DOCUMENT SEGMENT
● ● ● ● ●

Stolen Treasures / Украдені скарби
A Digital Visualization of Ukrainian Cultural Artifacts in Russian Museum Collections
| Tool URL | dataforlibs.github.io/ukrainian-collections-app |
| Repository | github.com/dataforlibs/ukrainian-collections-app |
| Version | 2.0 — March 2025 |
| Technology | React 18, Firebase Firestore, D3.js, i18n (EN/UK) |
| Author | Olha Buchel, PhD — Library & Information Science / Visualization |
| Context | Developed in response to the ongoing documentation of Russian state seizure of Ukrainian cultural heritage following the 2022 full-scale invasion |
1. Purpose and Scope
Stolen Treasures is a bilingual (English/Ukrainian) interactive visualization cataloguing Ukrainian archaeological and cultural artifacts currently held in Russian state museum collections — primarily the State Historical Museum (SHM, Moscow) and the State Hermitage Museum (St. Petersburg). The tool makes an otherwise dispersed and inaccessible body of documentation queryable, filterable, and shareable by researchers, journalists, legal practitioners, and the Ukrainian public.
The scope is deliberately bounded:
- Artifacts of documented Ukrainian provenance (archaeological site, regional museum attribution, or collector record)
- Held in Russian federal museum collections as of the tool's data freeze date
- Where sufficient metadata exists to display origin, period, object type, and current holding institution
The tool does not claim completeness. It represents artifacts for which documentation was recoverable from open sources. The true scale of displaced Ukrainian cultural property is substantially larger.
2. Data Sources
2.1 Primary Sources
| Texty.org.ua | Ukrainian investigative journalism platform; primary data partner. Texty compiled artifact records from public Russian museum catalogs, Scythian gold repatriation case documents, and the Crimea/Netherlands legal proceedings (2014–2023). |
| Russian museum catalogs | State Historical Museum (GIM) online catalog and Hermitage Museum open collection portal, accessed programmatically and manually during 2022–2024. These are public-facing catalogs; no proprietary data was scraped. |
| UNESCO / ICOM Red Lists | UNESCO Emergency Red List of Ukrainian Cultural Objects at Risk (2022) used as a validation cross-reference for artifact category classification. |
| Legal case records | Court filings and expert witness reports from the Amsterdam Court of Appeal proceedings (Scythian gold case) provided artifact-level metadata for a subset of Crimean items. |
2.2 Data Schema
Each artifact record in the Firebase Firestore database contains the following fields:
id | Unique identifier (auto-generated) |
name / name_uk | Object name in English and Ukrainian |
museum | Holding institution (SHM or Hermitage) |
origin_region | Ukrainian region of origin (oblast or historical territory) |
period / date | Historical period; BCE/CE date range where known |
category | Object type (e.g., Jewellery, Weapon, Vessel, Manuscript) |
material | Primary material (e.g., Gold, Bronze, Ceramic) |
image_url | Link to museum catalog image (where publicly available) |
source_url | Link to source documentation |
notes / notes_uk | Provenance notes; bilingual |
2.3 Data Currency
Data was compiled between 2022 and early 2025. The tool does not implement automated synchronization with museum APIs. Updates require manual revision of the Firestore database. The data freeze date for the current release is March 2025.

● ● ● ● ●

INFORMATION PROVIDED
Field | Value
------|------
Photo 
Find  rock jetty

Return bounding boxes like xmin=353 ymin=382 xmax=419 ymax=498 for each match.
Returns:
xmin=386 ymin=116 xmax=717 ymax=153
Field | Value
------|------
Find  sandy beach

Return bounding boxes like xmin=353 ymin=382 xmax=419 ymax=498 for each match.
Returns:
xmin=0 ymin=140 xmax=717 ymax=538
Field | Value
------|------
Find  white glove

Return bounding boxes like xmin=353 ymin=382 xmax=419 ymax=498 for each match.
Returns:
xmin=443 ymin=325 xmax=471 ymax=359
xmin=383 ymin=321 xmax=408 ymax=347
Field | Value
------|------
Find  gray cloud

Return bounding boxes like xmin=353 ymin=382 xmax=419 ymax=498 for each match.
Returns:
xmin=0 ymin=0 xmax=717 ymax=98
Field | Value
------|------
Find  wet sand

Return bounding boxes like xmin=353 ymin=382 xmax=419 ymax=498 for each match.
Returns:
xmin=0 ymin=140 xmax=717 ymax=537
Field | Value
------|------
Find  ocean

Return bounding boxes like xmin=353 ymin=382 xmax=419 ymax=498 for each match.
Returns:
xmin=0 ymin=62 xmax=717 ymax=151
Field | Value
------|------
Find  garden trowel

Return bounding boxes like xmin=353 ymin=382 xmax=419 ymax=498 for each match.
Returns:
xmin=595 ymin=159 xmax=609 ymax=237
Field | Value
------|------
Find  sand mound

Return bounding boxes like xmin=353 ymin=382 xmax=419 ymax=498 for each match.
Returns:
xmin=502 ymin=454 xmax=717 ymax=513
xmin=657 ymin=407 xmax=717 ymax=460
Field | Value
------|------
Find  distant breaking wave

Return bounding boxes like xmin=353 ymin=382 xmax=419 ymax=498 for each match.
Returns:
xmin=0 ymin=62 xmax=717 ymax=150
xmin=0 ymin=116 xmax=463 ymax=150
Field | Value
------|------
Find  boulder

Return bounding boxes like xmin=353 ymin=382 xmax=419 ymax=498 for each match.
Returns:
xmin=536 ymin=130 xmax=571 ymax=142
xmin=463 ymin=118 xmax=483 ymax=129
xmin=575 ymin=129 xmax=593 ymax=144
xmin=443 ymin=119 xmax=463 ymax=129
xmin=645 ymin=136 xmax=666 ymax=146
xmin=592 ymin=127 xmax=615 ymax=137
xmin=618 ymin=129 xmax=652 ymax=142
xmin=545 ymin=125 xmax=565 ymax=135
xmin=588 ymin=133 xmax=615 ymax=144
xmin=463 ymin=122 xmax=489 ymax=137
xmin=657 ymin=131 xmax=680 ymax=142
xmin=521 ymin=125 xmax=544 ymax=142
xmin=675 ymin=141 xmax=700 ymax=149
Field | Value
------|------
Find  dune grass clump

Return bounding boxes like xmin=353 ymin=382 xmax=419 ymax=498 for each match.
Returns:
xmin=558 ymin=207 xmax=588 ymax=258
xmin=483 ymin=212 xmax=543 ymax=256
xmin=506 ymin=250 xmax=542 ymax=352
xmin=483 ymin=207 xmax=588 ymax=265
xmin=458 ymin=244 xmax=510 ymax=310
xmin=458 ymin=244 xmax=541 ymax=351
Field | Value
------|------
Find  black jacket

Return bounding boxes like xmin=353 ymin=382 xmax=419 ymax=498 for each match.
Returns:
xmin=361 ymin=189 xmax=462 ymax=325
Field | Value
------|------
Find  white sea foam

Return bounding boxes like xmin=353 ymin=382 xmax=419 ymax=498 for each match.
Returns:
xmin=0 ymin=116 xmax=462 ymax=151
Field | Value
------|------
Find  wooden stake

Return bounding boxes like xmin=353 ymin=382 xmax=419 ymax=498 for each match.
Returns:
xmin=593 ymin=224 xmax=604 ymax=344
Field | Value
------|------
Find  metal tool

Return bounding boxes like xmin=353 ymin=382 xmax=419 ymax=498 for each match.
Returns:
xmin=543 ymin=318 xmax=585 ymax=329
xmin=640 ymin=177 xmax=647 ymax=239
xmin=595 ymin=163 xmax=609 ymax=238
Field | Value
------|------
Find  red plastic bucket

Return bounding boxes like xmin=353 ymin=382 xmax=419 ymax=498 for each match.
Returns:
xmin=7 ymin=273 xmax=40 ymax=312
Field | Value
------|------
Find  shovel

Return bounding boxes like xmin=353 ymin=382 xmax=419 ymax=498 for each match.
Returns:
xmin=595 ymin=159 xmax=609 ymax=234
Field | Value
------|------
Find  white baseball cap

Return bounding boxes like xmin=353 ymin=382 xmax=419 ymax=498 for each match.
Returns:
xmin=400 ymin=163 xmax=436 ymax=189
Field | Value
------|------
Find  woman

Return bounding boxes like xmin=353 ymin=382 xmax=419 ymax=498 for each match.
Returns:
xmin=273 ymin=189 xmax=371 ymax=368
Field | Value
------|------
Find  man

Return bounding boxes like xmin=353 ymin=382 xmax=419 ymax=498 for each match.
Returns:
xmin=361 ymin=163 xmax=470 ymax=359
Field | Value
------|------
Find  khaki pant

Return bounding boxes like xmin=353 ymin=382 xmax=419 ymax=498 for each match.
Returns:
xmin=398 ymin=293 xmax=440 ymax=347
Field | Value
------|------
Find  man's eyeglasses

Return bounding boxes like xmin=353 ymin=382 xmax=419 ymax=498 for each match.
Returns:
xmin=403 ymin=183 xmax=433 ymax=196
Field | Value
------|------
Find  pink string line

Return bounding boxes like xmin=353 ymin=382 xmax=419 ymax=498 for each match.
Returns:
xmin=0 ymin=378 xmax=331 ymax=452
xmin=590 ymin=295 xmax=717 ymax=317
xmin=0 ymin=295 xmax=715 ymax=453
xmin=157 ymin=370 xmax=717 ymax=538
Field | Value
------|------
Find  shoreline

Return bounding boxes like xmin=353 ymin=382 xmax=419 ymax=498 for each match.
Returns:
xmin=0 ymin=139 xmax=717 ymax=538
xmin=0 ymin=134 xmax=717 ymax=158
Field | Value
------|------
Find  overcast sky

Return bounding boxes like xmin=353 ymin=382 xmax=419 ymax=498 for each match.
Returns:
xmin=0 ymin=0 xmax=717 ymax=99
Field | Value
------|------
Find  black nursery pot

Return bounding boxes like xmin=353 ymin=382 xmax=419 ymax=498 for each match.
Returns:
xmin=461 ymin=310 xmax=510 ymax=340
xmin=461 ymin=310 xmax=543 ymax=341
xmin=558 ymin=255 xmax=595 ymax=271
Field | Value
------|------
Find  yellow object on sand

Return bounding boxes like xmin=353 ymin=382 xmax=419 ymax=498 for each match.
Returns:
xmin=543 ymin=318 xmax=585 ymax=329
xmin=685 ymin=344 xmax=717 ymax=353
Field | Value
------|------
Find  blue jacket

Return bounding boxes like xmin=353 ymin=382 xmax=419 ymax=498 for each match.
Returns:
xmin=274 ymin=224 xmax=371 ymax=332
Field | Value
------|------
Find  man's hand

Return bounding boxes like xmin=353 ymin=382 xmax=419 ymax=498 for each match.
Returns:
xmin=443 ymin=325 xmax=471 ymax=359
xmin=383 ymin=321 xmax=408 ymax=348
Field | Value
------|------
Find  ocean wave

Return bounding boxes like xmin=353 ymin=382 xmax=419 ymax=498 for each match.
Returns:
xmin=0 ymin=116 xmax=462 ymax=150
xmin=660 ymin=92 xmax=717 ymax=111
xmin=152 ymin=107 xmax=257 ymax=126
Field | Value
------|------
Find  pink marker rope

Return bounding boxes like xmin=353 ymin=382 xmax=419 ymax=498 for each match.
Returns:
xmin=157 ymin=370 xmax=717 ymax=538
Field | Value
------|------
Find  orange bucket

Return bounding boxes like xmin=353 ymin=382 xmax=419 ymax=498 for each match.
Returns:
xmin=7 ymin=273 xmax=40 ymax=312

● ● ● ● ●

EXERCISES TO COMPLETE
(1) From the Stolen Treasures documentation, quote the passage that begins at the words "- Held in Russian" and stops after the words "is substantially larger.".
(2) In the Stolen Treasures documentation, which court's proceedings supplied artifact-level metadata for a subset of Crimean items?
(3) Decide whether each statement agrees with the Stolen Treasures documentation. Answer yes or no and quote the deciding words.
(a) The tool synchronizes automatically with museum APIs.
(b) The tool claims to be complete.
(c) The museum field of each record names either SHM or the Hermitage.

ANSWER LIST
(1)
- Held in Russian federal museum collections as of the tool's data freeze date
- Where sufficient metadata exists to display origin, period, object type, and current holding institution
The tool does not claim completeness. It represents artifacts for which documentation was recoverable from open sources. The true scale of displaced Ukrainian cultural property is substantially larger.

(2) The Amsterdam Court of Appeal, in the Scythian gold case.

(3)
(a) No: "The tool does not implement automated synchronization with museum APIs."
(b) No: "The tool does not claim completeness."
(c) Yes: "Holding institution (SHM or Hermitage)"